Special note for P'[' and P']' or P'{' and P'}'


It is possible to specify both [ and ] (or { and } ) in the same find-string Picture, when [ begins the Picture, and ] ends the Picture; that is, if you specify a Picture in the form P'[string]'.   When this is done, it requests the command to search for a string which is the only data present on a line.  For example, the find-string Picture P'[ABC]' will find the string ABC when it is the only data present on a line, with neither leading nor trailing spaces present.


The P'{ABC}' version would find ABC when it is the only data on a line, regardless of any leading or trailing spaces.  Note:  When HILITE FIND is effect, a find picture like P'{ABC}' will cause any extra spaces on the edge of the line that correspond to a { or } Picture to be included in the string that is highlighted.


For the JOIN command, the first string operand must be a Picture string of the form P'[string' or P'string]'.  


The first string operand of JOIN can also be a Picture string of the form P'{string' or P'string}'.


It is not possible to directly join one line to both the line that precedes it and the line that follows it, at the same time.  That is to say, a from-string of a JOIN command cannot be specified in the form of P'[string]'.  or as  P'{string}'.  For any given line, only one JOIN, on one side of a line, is allowed.  JOIN cannot perform a left-join and a right-join at the same time, since this would imply converting three lines of data into one line in a single join operation, an action that SPFLite does not support.  


A find-string written literally as P'[]' is illegal.  This cannot be used to find zero-length lines, because there is literally no data to find.


Even though the new Picture codes of { and } represent optional spaces, a find-string written literally as P'{}' is also illegal because, based on the definition of these codes, one possible meaning of such a Picture is a string of zero length, which cannot be found.

 

To find a zero-length line, the command NFIND P'=' or LOCATE SIZE 0 may be used.


Picture String Examples




  • To find a string of 3 numeric characters:  


       FIND P'###'  


 


  • To find any 2 characters that are not blanks but are separated by a blank:  


       FIND P'^ ^'  


 


  • To find a blank followed by a numeric character:  


       FIND P' #'  


 


  • To find a numeric character followed by AB:  


       FIND P'#AB'  


 


  • To find the next character in column 72 that is not a blank:  


       FIND P'^' 72  


 


  • To change any characters in columns 73 through 80 to blanks:  


       CHANGE ALL P'=' ' ' 73 80  


 


  • To find the next line with a blank in column 1 and a character in column 2 that is not a blank:  


       FIND P' ¬' 1  



Using Picture strings as the TO operand of a CHANGE command


SPFLite expands on the ISPF CHANGE Picture standard in a number of ways that make them even more useful:








Note that CASE T or CASE C affects how a search string is handled.  The change string in a CHANGE command, no matter what string type, is treated as case-sensitive, in the sense that any alphabetic data you enter is used exactly as you typed it, and CASE T/C is ignored there.
────────────────
**Given request 1:** In the records, reproduce the part that opens with the line containing "Target = green tree" and closes with the end of the records, swapping "red tower" for "crimson tower" and leaving everything else unchanged.
────────────────
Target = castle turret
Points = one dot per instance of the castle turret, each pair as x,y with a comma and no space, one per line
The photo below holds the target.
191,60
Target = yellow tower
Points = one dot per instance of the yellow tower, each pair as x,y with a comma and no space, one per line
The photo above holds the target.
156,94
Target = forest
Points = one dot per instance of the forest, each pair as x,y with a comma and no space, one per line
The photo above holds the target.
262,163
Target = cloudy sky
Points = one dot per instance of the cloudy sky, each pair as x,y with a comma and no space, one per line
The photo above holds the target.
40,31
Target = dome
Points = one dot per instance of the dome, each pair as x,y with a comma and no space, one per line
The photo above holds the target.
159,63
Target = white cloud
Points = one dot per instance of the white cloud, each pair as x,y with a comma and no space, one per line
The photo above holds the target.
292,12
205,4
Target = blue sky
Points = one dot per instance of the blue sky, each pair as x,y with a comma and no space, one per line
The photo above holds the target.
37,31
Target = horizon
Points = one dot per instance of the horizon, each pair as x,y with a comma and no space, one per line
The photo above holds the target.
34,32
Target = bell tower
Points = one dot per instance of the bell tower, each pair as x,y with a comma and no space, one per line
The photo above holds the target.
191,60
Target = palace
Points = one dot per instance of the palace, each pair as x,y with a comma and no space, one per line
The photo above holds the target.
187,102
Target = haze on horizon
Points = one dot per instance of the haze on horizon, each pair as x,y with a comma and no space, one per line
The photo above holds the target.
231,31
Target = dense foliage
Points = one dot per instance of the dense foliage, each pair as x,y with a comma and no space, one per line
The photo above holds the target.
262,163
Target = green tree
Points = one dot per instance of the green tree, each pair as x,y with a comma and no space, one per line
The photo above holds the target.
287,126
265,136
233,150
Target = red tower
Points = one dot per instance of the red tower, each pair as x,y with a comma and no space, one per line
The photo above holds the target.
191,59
────────────────
**Given request 2:** Condense the paragraph of the Picture string text that begins "It is not possible to directly join" into a shorter version that keeps its main facts.

**Output 1:**
Target = green tree
Points = one dot per instance of the green tree, each pair as x,y with a comma and no space, one per line
The photo above holds the target.
287,126
265,136
233,150
Target = crimson tower
Points = one dot per instance of the crimson tower, each pair as x,y with a comma and no space, one per line
The photo above holds the target.
191,59

**Output 2:** JOIN cannot attach a line to both the line before it and the line after it at once, so its from-string cannot take the form P'[string]' or P'{string}'. Each line allows only one JOIN, on one side. A simultaneous left-join and right-join would turn three lines into one in a single operation, which SPFLite does not support.